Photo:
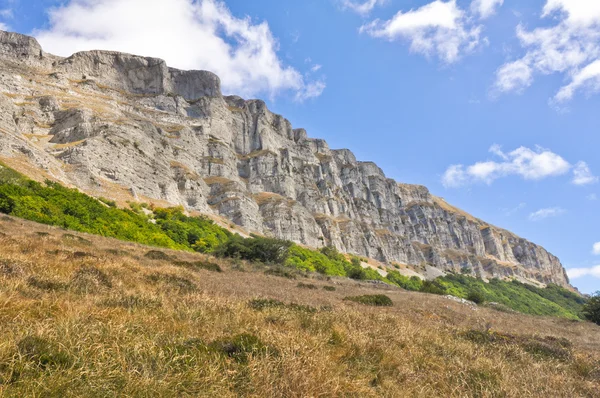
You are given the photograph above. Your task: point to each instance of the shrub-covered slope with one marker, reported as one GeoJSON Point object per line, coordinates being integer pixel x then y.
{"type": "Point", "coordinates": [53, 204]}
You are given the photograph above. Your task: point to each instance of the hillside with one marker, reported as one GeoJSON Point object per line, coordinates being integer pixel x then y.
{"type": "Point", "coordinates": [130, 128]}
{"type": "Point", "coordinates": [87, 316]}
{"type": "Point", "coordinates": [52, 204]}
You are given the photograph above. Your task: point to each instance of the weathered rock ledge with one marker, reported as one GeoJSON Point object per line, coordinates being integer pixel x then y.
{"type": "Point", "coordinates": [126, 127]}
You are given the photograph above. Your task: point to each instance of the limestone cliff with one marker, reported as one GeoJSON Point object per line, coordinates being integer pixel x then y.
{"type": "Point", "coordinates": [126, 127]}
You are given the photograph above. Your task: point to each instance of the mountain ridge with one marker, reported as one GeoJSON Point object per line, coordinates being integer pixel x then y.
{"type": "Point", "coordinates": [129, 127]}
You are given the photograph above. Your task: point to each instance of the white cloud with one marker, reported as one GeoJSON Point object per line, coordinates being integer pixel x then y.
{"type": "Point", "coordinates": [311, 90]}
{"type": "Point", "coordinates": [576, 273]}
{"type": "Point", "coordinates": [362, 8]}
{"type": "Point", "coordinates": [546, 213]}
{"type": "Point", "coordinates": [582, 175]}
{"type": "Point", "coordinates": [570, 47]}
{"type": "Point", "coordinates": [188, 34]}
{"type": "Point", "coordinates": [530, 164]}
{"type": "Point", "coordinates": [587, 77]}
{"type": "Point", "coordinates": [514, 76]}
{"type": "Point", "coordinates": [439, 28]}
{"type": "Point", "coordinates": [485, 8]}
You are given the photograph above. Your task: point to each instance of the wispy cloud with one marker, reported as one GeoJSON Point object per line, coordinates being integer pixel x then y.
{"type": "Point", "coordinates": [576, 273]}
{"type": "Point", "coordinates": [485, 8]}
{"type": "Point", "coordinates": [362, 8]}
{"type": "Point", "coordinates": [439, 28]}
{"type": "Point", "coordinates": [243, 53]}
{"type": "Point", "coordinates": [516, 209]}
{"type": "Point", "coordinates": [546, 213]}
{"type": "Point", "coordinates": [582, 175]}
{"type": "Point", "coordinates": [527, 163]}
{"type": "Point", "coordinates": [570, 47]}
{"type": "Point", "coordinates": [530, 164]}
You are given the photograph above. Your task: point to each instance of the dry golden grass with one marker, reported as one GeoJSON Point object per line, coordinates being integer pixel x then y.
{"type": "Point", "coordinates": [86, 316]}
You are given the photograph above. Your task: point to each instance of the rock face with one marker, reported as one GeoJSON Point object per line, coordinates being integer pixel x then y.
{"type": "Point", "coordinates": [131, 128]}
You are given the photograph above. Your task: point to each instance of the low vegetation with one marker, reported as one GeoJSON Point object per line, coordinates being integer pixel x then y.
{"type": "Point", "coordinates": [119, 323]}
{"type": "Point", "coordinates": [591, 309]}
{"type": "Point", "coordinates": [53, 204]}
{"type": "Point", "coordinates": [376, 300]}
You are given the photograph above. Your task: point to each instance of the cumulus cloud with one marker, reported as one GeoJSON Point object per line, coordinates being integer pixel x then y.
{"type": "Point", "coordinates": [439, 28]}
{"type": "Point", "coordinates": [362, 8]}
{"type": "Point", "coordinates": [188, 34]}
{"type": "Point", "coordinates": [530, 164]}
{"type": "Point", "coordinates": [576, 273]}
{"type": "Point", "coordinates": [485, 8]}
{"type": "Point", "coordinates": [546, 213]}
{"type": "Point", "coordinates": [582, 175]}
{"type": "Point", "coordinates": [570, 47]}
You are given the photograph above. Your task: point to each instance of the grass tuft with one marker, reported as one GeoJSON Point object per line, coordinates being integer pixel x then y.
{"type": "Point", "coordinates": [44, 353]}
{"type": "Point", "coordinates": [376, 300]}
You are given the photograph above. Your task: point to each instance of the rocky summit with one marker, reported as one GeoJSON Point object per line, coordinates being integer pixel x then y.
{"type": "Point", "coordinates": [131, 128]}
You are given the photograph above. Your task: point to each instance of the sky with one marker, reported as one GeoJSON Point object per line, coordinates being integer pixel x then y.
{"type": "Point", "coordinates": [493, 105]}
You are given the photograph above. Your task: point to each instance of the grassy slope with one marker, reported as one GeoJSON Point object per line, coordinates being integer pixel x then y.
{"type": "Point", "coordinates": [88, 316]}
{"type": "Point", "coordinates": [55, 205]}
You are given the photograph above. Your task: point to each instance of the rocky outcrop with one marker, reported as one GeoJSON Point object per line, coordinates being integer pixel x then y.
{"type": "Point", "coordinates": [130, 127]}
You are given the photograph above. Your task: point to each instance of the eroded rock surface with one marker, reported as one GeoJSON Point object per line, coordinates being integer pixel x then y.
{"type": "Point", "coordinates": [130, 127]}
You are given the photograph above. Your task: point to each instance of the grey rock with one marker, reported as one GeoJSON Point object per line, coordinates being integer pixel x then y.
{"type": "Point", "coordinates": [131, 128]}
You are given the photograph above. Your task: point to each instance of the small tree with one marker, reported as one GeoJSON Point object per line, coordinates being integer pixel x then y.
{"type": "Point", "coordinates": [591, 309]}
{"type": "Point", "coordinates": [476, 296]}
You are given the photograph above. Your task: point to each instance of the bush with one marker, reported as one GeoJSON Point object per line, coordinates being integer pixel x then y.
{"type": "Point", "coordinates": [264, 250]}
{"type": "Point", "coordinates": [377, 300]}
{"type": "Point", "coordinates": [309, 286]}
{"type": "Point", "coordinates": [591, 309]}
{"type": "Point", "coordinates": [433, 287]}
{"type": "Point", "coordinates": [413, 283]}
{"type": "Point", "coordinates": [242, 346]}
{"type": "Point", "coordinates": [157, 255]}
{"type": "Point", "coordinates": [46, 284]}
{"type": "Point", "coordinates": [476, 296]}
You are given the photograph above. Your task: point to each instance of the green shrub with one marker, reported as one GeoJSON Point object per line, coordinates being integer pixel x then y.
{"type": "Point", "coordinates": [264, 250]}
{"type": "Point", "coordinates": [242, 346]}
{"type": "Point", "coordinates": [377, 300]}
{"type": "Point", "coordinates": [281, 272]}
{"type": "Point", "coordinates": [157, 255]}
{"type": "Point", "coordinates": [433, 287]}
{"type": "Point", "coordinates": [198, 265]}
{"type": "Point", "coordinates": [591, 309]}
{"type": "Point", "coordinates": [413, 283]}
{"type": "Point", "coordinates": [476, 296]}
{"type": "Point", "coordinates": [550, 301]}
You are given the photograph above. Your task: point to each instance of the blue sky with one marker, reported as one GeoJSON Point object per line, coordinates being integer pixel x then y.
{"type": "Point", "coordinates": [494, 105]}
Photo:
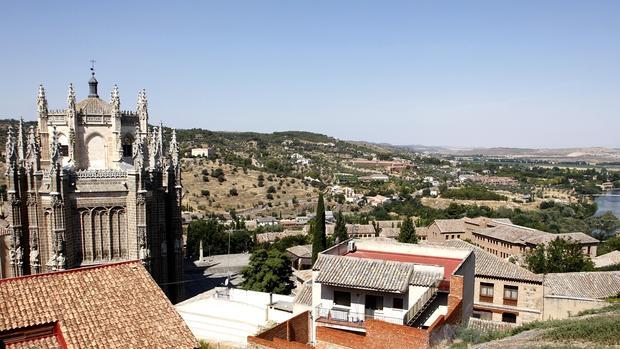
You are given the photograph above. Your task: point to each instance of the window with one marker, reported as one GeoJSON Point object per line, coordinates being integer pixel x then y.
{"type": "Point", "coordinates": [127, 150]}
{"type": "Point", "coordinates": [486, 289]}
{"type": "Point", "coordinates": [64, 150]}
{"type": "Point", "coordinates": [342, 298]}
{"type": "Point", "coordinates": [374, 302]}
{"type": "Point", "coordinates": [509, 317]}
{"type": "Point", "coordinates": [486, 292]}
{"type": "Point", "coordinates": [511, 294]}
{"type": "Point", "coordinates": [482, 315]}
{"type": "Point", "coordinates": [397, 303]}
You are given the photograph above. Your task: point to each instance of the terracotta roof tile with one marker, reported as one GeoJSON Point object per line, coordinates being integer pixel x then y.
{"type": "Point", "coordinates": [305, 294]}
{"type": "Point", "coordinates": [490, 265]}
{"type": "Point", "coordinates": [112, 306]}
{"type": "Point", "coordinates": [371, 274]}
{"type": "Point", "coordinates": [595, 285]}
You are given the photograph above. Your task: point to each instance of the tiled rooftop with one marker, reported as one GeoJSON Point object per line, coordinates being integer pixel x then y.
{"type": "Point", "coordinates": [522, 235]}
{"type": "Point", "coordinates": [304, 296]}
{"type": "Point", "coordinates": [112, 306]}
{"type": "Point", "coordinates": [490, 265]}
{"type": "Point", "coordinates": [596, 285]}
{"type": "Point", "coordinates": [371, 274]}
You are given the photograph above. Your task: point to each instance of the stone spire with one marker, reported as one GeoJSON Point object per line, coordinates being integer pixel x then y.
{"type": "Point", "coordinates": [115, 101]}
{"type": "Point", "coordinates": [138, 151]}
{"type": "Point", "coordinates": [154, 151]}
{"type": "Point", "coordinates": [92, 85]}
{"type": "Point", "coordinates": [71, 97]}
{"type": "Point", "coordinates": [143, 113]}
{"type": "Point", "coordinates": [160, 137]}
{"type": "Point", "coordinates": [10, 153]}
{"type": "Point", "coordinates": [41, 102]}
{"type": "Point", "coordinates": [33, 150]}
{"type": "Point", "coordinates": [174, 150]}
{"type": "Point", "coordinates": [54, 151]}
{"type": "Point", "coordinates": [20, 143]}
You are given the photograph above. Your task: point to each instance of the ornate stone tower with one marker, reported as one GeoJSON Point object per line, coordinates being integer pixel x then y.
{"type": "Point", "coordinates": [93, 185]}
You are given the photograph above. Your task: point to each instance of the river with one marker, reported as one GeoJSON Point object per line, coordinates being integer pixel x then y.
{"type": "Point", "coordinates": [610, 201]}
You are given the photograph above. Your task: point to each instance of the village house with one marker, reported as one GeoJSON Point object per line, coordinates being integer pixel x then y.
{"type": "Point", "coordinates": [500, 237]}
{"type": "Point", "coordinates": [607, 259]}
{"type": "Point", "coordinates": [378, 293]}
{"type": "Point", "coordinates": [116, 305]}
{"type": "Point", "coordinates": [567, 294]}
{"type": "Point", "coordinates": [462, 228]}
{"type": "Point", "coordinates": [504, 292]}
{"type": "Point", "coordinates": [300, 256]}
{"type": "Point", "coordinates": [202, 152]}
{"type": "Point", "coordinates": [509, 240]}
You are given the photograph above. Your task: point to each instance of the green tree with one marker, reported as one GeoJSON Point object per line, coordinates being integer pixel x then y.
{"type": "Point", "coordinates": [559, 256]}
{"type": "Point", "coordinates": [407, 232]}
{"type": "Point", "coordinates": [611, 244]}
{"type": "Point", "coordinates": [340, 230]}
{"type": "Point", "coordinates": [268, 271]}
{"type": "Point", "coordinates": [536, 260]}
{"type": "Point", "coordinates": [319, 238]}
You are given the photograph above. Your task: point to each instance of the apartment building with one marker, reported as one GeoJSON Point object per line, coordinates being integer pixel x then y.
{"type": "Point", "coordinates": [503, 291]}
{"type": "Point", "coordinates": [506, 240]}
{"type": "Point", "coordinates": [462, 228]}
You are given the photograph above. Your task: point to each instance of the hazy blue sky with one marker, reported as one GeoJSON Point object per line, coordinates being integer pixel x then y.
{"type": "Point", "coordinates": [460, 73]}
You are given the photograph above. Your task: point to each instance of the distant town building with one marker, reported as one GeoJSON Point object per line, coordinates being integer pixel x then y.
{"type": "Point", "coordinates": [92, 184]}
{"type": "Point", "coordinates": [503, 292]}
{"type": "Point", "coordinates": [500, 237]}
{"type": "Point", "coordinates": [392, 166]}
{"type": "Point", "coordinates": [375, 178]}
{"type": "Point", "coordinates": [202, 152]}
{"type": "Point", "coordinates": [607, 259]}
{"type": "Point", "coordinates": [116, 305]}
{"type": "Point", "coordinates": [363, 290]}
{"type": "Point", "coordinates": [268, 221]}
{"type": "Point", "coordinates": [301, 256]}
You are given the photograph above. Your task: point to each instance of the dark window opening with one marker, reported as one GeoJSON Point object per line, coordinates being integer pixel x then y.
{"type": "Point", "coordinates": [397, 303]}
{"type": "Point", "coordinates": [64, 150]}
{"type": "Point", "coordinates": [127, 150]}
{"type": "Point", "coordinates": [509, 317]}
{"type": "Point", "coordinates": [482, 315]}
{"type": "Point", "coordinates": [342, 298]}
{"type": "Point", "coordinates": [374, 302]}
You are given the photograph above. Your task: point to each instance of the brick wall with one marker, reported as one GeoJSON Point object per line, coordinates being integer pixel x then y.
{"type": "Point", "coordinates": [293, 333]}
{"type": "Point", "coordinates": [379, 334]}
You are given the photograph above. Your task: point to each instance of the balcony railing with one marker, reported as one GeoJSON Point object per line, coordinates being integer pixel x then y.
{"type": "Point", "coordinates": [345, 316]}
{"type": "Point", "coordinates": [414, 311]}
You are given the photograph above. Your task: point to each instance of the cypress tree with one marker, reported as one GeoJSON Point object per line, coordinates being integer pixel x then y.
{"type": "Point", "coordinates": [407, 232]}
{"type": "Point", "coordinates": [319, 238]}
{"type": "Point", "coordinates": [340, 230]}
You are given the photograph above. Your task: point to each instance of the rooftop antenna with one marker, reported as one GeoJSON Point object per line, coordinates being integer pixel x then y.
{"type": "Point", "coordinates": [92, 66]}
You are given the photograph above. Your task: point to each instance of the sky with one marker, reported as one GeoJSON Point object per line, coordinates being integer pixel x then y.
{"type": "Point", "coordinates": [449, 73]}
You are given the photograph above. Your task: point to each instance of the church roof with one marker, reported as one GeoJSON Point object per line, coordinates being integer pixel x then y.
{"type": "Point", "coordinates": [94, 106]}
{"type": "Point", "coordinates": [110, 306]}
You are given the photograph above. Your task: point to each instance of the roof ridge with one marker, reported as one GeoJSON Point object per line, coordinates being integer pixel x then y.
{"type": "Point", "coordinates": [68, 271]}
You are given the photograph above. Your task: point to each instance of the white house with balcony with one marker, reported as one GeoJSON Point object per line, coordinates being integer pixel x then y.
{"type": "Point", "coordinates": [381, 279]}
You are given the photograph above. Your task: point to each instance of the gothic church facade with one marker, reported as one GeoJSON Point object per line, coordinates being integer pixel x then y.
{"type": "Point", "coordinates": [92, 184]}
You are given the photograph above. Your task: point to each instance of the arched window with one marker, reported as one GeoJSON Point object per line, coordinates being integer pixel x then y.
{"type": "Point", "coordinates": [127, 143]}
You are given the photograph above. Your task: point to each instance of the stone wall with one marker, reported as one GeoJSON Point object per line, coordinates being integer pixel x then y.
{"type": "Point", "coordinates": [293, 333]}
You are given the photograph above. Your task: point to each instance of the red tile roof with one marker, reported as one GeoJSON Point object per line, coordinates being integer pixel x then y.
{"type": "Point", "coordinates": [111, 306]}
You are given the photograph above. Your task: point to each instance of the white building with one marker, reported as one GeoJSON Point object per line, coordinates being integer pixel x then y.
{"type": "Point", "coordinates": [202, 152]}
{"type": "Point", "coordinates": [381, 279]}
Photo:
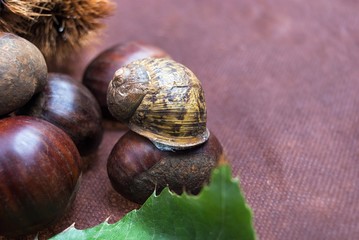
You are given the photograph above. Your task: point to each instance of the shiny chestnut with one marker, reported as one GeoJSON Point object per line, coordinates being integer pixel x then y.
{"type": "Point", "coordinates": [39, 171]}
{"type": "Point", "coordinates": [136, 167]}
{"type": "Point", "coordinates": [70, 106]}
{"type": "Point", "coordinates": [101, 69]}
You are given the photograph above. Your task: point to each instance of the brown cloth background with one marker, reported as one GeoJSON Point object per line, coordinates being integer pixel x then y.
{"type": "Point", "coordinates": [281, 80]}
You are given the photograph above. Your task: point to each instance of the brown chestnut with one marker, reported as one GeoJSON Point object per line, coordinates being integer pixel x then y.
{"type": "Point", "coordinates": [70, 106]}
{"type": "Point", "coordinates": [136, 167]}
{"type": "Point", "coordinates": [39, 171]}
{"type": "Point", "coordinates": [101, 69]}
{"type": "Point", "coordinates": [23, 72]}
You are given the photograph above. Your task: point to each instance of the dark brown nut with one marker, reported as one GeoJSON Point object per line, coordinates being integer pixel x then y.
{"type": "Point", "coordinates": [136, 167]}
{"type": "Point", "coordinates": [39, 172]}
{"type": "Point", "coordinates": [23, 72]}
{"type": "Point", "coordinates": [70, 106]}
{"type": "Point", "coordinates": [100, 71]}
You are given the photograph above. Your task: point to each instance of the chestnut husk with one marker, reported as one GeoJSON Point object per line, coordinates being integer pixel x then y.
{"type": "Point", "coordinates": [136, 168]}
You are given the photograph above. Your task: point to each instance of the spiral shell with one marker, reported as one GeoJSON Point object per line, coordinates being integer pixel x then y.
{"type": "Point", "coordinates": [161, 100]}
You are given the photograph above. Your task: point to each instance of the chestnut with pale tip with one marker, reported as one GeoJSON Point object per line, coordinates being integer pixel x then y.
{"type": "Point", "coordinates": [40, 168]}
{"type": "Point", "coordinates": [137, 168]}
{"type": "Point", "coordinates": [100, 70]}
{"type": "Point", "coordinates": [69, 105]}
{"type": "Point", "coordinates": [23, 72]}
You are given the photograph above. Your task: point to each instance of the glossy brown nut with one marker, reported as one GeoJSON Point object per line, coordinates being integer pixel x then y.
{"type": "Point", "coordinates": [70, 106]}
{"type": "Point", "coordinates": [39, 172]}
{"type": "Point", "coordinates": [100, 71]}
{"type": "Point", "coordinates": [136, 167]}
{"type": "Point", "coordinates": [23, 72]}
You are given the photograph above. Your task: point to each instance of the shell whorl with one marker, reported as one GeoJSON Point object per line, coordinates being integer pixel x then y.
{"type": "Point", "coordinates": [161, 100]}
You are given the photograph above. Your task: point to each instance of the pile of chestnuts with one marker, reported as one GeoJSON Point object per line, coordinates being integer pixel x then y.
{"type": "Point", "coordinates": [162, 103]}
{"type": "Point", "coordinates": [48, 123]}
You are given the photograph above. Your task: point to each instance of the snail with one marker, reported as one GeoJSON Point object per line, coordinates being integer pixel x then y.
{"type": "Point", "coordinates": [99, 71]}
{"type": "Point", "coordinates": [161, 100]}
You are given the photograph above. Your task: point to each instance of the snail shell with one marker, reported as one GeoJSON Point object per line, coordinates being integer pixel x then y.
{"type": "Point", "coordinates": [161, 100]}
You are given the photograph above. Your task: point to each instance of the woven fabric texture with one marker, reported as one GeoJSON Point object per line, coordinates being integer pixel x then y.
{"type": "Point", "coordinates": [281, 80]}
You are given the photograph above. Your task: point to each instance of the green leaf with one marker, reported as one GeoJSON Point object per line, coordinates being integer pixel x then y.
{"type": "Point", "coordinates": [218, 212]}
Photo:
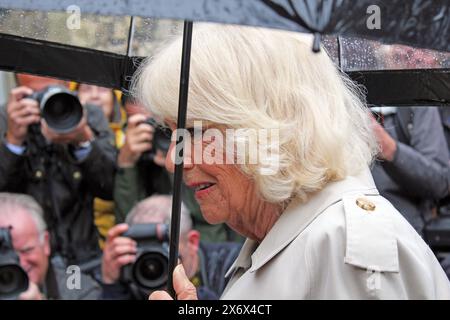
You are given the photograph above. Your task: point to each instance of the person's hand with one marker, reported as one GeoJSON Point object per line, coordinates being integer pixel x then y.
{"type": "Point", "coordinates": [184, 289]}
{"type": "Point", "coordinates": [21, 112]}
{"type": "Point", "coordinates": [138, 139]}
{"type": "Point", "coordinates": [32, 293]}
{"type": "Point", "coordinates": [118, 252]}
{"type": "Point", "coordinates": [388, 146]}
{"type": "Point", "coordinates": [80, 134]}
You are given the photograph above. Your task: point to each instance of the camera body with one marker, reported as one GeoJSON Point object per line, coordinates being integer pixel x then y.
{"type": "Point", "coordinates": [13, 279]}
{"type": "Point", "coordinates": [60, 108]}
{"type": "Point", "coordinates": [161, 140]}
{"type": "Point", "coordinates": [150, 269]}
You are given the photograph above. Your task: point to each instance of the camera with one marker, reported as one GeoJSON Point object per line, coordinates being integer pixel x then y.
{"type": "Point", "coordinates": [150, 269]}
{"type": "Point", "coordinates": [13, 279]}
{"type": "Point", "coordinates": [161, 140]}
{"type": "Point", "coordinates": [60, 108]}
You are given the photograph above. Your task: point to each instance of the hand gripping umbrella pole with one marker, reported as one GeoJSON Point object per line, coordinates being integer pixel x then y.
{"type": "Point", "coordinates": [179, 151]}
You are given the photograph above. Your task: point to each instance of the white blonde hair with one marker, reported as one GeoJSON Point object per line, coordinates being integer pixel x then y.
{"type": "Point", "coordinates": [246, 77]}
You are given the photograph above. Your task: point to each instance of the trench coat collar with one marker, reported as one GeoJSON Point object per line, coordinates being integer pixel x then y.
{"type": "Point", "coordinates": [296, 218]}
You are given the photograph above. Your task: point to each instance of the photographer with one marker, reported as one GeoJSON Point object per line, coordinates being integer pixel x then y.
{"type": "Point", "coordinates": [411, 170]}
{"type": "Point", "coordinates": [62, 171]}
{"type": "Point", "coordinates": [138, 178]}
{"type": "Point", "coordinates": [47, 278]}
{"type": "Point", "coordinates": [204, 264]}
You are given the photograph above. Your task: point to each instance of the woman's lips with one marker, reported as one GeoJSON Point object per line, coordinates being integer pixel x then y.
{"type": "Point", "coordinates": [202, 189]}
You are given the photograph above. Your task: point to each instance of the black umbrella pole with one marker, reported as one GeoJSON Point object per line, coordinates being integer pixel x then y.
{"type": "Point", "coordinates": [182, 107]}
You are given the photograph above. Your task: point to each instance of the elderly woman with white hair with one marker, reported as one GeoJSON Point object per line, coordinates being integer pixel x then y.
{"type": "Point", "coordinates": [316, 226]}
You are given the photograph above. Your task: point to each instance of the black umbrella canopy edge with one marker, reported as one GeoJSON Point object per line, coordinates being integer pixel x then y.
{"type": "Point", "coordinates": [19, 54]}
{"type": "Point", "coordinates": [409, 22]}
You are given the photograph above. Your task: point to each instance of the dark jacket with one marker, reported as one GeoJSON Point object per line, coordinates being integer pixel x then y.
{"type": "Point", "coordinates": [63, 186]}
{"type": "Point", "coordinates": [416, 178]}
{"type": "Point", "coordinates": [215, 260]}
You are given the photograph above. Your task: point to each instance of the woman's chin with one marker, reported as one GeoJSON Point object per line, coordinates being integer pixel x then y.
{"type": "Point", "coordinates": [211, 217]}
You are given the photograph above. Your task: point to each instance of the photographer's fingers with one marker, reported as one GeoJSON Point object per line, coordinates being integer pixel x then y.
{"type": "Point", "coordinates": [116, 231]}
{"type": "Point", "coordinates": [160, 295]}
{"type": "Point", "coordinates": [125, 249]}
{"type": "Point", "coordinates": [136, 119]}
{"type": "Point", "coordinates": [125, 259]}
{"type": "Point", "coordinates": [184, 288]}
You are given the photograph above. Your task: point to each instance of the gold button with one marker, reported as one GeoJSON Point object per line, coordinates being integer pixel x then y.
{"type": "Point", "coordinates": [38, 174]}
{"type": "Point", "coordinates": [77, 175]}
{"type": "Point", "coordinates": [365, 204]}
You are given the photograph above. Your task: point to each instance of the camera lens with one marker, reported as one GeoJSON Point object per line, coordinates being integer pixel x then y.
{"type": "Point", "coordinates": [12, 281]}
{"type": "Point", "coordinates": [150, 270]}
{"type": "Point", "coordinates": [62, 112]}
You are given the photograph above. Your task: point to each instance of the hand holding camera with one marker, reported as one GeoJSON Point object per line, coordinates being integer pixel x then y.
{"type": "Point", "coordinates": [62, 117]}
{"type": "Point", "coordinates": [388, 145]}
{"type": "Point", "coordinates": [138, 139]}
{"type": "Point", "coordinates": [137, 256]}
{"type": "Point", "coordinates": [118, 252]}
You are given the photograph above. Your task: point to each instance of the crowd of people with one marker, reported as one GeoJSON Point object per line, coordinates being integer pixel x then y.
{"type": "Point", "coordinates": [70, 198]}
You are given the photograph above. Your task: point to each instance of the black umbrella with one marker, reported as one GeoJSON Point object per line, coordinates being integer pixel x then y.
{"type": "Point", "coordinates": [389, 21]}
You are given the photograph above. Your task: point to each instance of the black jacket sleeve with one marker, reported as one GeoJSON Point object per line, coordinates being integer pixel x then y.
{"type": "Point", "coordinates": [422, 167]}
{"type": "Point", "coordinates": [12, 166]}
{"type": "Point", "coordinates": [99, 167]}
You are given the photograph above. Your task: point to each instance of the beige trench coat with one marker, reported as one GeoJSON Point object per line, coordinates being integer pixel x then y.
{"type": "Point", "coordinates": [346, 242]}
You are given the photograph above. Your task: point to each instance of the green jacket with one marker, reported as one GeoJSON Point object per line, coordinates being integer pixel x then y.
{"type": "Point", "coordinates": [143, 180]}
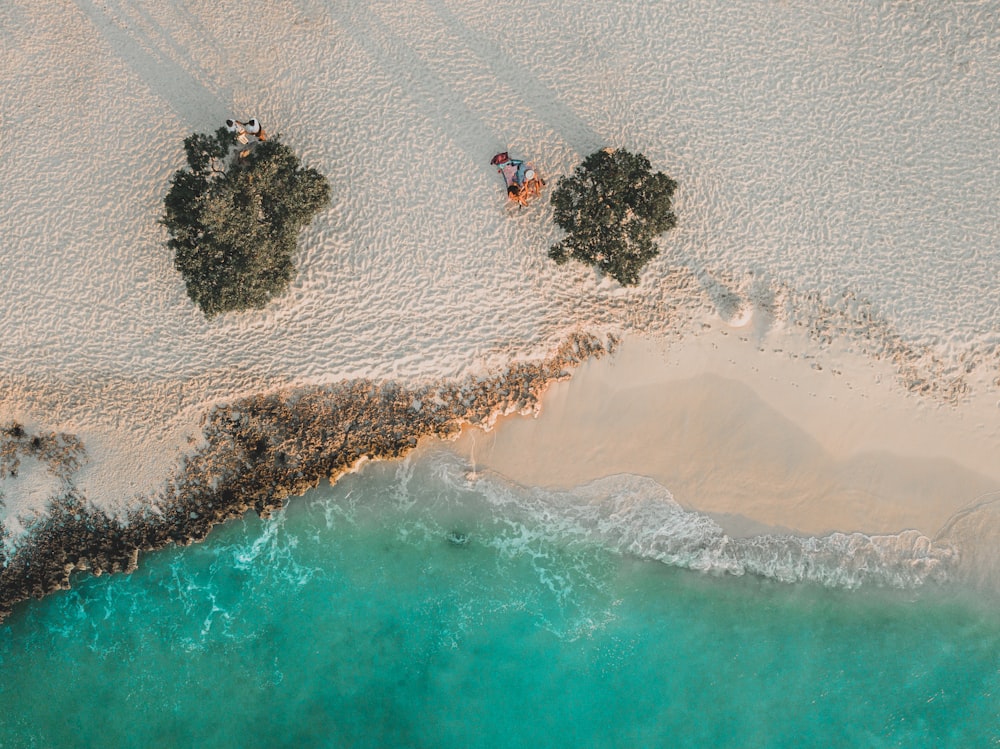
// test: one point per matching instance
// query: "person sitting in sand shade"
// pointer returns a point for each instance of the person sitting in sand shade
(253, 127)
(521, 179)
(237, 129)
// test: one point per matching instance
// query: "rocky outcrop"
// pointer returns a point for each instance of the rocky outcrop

[WHAT YOU NEED TO DO]:
Every line above that holds the string "query" should be copied out.

[ANSWER FOR THE TASK]:
// query: "person sitting in sand shade"
// query: "rocky outcrop"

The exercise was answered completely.